# Task statement:
Extract all lines in the data that contain the word "instance".
----------------
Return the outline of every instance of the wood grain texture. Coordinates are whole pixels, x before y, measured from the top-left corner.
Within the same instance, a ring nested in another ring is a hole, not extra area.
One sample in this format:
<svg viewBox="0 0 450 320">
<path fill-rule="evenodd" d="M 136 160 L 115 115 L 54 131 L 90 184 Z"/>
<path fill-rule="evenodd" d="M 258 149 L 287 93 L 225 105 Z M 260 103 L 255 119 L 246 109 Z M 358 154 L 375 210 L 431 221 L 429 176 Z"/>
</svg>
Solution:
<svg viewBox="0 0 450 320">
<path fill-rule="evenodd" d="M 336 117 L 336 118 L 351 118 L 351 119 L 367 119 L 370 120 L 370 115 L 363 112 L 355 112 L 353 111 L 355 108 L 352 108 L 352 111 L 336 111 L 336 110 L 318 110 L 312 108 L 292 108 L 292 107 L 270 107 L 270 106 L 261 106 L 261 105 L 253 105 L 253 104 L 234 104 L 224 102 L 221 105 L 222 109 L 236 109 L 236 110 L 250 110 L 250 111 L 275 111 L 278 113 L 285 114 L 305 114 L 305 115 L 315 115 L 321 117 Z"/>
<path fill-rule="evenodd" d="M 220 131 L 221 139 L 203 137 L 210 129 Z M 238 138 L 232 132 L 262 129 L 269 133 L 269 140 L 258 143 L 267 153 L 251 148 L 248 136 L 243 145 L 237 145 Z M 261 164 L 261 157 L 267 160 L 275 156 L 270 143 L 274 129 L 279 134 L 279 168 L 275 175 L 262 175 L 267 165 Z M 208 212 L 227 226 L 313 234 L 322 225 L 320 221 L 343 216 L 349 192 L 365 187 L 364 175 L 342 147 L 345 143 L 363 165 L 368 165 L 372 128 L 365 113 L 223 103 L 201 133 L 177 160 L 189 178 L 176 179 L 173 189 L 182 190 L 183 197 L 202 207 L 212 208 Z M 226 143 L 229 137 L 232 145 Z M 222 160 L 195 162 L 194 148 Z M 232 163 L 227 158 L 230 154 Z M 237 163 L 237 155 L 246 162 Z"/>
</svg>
----------------
# Response to the task:
Return the outline of every instance of the wood grain texture. Coordinates are whole pixels, x before y, measured from the top-left corner.
Within the same instance, a ring nested in another ring is a hole, not extra area.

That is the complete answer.